*** Supplied data Section Begins ***
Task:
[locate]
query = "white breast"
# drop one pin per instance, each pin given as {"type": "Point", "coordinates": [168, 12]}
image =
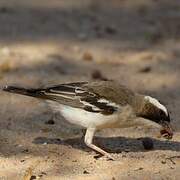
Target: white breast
{"type": "Point", "coordinates": [84, 118]}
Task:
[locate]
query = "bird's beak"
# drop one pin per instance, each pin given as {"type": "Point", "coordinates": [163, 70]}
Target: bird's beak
{"type": "Point", "coordinates": [166, 130]}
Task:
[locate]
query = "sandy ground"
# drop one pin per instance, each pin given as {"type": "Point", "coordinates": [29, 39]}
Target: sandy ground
{"type": "Point", "coordinates": [42, 42]}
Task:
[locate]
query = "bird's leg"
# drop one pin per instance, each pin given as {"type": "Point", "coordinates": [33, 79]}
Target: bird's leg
{"type": "Point", "coordinates": [88, 141]}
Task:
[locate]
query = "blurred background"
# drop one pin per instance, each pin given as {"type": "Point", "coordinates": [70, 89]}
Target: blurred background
{"type": "Point", "coordinates": [42, 42]}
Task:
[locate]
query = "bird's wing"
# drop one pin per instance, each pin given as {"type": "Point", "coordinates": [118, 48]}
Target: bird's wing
{"type": "Point", "coordinates": [71, 94]}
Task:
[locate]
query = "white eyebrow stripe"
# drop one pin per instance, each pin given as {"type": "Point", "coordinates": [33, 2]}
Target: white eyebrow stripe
{"type": "Point", "coordinates": [102, 100]}
{"type": "Point", "coordinates": [157, 104]}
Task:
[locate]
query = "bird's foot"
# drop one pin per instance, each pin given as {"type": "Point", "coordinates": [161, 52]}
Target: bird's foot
{"type": "Point", "coordinates": [107, 157]}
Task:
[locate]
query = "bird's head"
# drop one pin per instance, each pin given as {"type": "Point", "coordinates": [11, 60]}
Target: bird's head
{"type": "Point", "coordinates": [154, 111]}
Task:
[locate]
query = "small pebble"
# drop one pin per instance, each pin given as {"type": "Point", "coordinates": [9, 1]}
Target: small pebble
{"type": "Point", "coordinates": [145, 69]}
{"type": "Point", "coordinates": [147, 143]}
{"type": "Point", "coordinates": [96, 74]}
{"type": "Point", "coordinates": [85, 172]}
{"type": "Point", "coordinates": [32, 177]}
{"type": "Point", "coordinates": [87, 56]}
{"type": "Point", "coordinates": [51, 122]}
{"type": "Point", "coordinates": [110, 30]}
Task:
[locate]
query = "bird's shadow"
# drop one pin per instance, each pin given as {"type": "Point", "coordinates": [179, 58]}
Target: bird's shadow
{"type": "Point", "coordinates": [113, 144]}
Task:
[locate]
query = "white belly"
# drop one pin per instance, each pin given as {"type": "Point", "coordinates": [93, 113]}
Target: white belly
{"type": "Point", "coordinates": [84, 118]}
{"type": "Point", "coordinates": [87, 119]}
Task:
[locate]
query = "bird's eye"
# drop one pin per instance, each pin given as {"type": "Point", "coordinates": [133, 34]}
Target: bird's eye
{"type": "Point", "coordinates": [161, 113]}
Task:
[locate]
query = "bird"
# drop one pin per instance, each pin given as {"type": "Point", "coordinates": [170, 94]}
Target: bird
{"type": "Point", "coordinates": [101, 104]}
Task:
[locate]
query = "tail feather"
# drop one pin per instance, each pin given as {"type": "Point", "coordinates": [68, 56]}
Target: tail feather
{"type": "Point", "coordinates": [20, 90]}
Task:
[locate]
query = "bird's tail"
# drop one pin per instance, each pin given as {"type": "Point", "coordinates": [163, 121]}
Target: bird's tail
{"type": "Point", "coordinates": [21, 90]}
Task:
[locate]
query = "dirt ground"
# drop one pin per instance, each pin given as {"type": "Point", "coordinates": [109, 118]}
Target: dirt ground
{"type": "Point", "coordinates": [42, 42]}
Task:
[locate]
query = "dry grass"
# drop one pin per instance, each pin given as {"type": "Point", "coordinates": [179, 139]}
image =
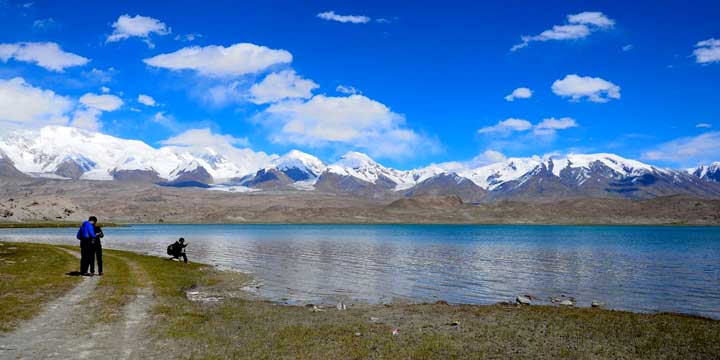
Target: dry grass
{"type": "Point", "coordinates": [241, 328]}
{"type": "Point", "coordinates": [30, 276]}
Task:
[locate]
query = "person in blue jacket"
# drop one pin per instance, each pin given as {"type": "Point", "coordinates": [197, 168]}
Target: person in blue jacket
{"type": "Point", "coordinates": [86, 235]}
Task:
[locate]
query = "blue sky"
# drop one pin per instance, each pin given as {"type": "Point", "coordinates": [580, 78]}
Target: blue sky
{"type": "Point", "coordinates": [430, 79]}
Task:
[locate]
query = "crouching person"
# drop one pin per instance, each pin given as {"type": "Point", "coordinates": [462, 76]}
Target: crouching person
{"type": "Point", "coordinates": [97, 251]}
{"type": "Point", "coordinates": [177, 250]}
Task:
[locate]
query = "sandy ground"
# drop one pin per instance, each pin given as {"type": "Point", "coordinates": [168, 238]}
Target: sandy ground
{"type": "Point", "coordinates": [65, 330]}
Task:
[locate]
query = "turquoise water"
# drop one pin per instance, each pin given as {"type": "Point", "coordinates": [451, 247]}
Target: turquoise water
{"type": "Point", "coordinates": [646, 269]}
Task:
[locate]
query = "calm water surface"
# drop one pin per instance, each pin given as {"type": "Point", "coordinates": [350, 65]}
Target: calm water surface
{"type": "Point", "coordinates": [645, 269]}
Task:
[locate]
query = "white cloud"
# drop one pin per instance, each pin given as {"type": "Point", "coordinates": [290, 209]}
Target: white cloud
{"type": "Point", "coordinates": [128, 26]}
{"type": "Point", "coordinates": [507, 126]}
{"type": "Point", "coordinates": [688, 151]}
{"type": "Point", "coordinates": [48, 55]}
{"type": "Point", "coordinates": [280, 86]}
{"type": "Point", "coordinates": [99, 76]}
{"type": "Point", "coordinates": [548, 126]}
{"type": "Point", "coordinates": [593, 18]}
{"type": "Point", "coordinates": [332, 16]}
{"type": "Point", "coordinates": [23, 104]}
{"type": "Point", "coordinates": [487, 157]}
{"type": "Point", "coordinates": [86, 118]}
{"type": "Point", "coordinates": [43, 24]}
{"type": "Point", "coordinates": [203, 137]}
{"type": "Point", "coordinates": [578, 87]}
{"type": "Point", "coordinates": [519, 93]}
{"type": "Point", "coordinates": [219, 61]}
{"type": "Point", "coordinates": [355, 121]}
{"type": "Point", "coordinates": [220, 95]}
{"type": "Point", "coordinates": [579, 26]}
{"type": "Point", "coordinates": [103, 102]}
{"type": "Point", "coordinates": [707, 51]}
{"type": "Point", "coordinates": [188, 37]}
{"type": "Point", "coordinates": [349, 90]}
{"type": "Point", "coordinates": [93, 106]}
{"type": "Point", "coordinates": [146, 100]}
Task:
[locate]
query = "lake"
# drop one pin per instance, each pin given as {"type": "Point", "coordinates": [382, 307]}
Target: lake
{"type": "Point", "coordinates": [646, 269]}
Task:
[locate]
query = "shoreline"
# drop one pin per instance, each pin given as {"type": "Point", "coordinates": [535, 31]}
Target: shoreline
{"type": "Point", "coordinates": [44, 225]}
{"type": "Point", "coordinates": [254, 296]}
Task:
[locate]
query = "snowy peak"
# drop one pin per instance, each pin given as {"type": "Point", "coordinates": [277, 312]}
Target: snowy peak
{"type": "Point", "coordinates": [356, 160]}
{"type": "Point", "coordinates": [491, 176]}
{"type": "Point", "coordinates": [76, 153]}
{"type": "Point", "coordinates": [364, 168]}
{"type": "Point", "coordinates": [707, 172]}
{"type": "Point", "coordinates": [299, 162]}
{"type": "Point", "coordinates": [619, 165]}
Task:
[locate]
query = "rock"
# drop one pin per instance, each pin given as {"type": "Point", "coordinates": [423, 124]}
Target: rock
{"type": "Point", "coordinates": [564, 301]}
{"type": "Point", "coordinates": [523, 300]}
{"type": "Point", "coordinates": [198, 296]}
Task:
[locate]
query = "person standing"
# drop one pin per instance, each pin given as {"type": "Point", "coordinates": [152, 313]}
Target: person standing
{"type": "Point", "coordinates": [86, 234]}
{"type": "Point", "coordinates": [96, 250]}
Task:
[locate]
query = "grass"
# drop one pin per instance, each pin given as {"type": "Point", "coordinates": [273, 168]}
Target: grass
{"type": "Point", "coordinates": [30, 276]}
{"type": "Point", "coordinates": [241, 328]}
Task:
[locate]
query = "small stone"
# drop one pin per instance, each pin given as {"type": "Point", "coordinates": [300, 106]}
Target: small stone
{"type": "Point", "coordinates": [523, 300]}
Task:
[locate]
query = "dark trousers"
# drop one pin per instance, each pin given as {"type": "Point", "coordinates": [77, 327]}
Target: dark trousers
{"type": "Point", "coordinates": [86, 255]}
{"type": "Point", "coordinates": [97, 254]}
{"type": "Point", "coordinates": [181, 255]}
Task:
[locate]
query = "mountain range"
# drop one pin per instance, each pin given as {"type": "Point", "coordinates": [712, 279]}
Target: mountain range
{"type": "Point", "coordinates": [66, 153]}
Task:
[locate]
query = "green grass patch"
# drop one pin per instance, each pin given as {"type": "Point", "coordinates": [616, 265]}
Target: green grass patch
{"type": "Point", "coordinates": [30, 276]}
{"type": "Point", "coordinates": [240, 328]}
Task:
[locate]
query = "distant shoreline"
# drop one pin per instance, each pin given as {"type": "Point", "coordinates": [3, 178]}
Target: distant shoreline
{"type": "Point", "coordinates": [48, 225]}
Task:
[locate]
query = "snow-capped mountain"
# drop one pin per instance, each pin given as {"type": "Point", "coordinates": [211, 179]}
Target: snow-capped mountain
{"type": "Point", "coordinates": [299, 166]}
{"type": "Point", "coordinates": [80, 154]}
{"type": "Point", "coordinates": [707, 172]}
{"type": "Point", "coordinates": [70, 153]}
{"type": "Point", "coordinates": [491, 176]}
{"type": "Point", "coordinates": [599, 175]}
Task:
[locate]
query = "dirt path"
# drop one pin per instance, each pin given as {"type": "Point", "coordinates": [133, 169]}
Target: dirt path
{"type": "Point", "coordinates": [64, 331]}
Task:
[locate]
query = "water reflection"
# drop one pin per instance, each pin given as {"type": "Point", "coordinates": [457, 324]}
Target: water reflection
{"type": "Point", "coordinates": [634, 268]}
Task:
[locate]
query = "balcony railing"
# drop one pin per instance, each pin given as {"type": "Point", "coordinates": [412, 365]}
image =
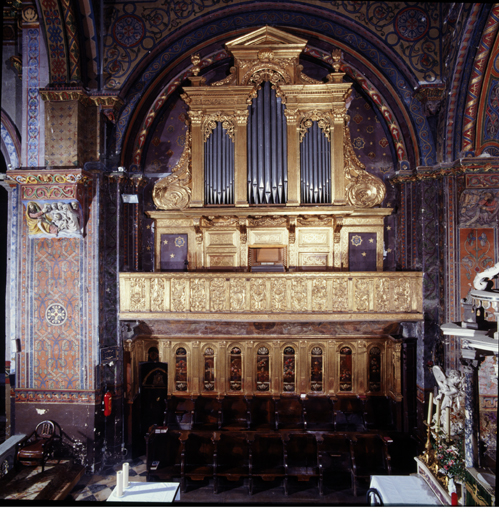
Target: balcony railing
{"type": "Point", "coordinates": [300, 296]}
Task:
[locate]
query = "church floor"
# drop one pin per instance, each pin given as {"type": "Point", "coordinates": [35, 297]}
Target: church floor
{"type": "Point", "coordinates": [63, 481]}
{"type": "Point", "coordinates": [99, 487]}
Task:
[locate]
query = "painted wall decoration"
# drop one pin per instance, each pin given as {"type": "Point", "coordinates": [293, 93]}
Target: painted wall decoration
{"type": "Point", "coordinates": [167, 141]}
{"type": "Point", "coordinates": [376, 60]}
{"type": "Point", "coordinates": [135, 29]}
{"type": "Point", "coordinates": [479, 208]}
{"type": "Point", "coordinates": [53, 219]}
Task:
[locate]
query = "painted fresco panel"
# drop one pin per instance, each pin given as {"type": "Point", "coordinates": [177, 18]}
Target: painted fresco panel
{"type": "Point", "coordinates": [56, 314]}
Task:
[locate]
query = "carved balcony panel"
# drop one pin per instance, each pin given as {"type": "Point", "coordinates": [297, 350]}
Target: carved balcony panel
{"type": "Point", "coordinates": [296, 296]}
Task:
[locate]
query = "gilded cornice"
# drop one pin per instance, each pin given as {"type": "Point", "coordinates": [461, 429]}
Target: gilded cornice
{"type": "Point", "coordinates": [457, 168]}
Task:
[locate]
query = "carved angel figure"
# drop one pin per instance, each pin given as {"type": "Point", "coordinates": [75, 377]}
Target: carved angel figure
{"type": "Point", "coordinates": [482, 278]}
{"type": "Point", "coordinates": [451, 393]}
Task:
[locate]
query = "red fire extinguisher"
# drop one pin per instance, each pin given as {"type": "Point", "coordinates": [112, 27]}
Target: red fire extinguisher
{"type": "Point", "coordinates": [108, 403]}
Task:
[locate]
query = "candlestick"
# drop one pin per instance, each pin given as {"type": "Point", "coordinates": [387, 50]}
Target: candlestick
{"type": "Point", "coordinates": [430, 408]}
{"type": "Point", "coordinates": [119, 484]}
{"type": "Point", "coordinates": [447, 422]}
{"type": "Point", "coordinates": [126, 468]}
{"type": "Point", "coordinates": [439, 412]}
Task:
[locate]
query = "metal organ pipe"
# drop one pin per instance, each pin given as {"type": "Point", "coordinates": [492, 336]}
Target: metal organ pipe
{"type": "Point", "coordinates": [267, 148]}
{"type": "Point", "coordinates": [219, 167]}
{"type": "Point", "coordinates": [315, 164]}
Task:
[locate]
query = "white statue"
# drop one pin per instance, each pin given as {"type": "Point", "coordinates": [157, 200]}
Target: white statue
{"type": "Point", "coordinates": [482, 279]}
{"type": "Point", "coordinates": [451, 395]}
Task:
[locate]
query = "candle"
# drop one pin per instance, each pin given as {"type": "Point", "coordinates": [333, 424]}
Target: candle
{"type": "Point", "coordinates": [447, 422]}
{"type": "Point", "coordinates": [430, 408]}
{"type": "Point", "coordinates": [439, 411]}
{"type": "Point", "coordinates": [126, 468]}
{"type": "Point", "coordinates": [119, 484]}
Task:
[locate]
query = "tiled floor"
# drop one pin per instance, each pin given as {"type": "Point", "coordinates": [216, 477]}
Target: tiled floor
{"type": "Point", "coordinates": [99, 488]}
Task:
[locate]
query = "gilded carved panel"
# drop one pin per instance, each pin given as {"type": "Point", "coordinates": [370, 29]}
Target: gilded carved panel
{"type": "Point", "coordinates": [198, 294]}
{"type": "Point", "coordinates": [238, 294]}
{"type": "Point", "coordinates": [258, 295]}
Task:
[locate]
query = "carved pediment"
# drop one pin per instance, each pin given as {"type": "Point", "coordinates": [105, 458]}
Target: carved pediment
{"type": "Point", "coordinates": [268, 37]}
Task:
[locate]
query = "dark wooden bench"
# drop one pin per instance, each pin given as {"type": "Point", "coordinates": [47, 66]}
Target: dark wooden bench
*** Supplied data Section Ends ***
▶ _What the task requires_: Line count for "bench": give the number of lines in the data above that include it, and nothing else.

▶ _Finished task_: 2